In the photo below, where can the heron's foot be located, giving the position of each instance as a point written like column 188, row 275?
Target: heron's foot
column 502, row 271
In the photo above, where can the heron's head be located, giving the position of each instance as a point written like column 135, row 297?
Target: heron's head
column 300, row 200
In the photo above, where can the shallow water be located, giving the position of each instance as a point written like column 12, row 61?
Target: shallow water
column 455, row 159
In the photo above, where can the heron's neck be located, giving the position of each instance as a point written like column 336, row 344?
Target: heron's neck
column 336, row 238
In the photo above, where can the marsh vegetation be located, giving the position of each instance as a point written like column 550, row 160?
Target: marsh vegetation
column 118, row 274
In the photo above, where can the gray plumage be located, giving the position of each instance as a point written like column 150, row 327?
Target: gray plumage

┄┄┄┄┄┄

Quote every one of the records above word for word, without changing anything.

TASK SOLUTION:
In the photo below, where can the heron's foot be located, giving the position of each instance as a point written like column 188, row 275?
Target: heron's foot
column 502, row 271
In the photo above, where can the heron's head be located, giving the position of each instance as a point written like column 135, row 297?
Target: heron's head
column 300, row 200
In the photo above, where can the shallow water be located, giving the position of each instance as a point written like column 12, row 61?
Target: shallow water
column 455, row 159
In the photo above, where can the heron's neck be located, giving the position of each instance as a point written like column 336, row 344?
Target: heron's neck
column 336, row 238
In the photo above, where can the marsh vegetation be located, giving the position of each instance as a point written like column 550, row 160?
Target: marsh vegetation
column 118, row 274
In the photo above, where can the gray plumage be located, giving the position of each instance as a point written like column 150, row 327?
Target: gray plumage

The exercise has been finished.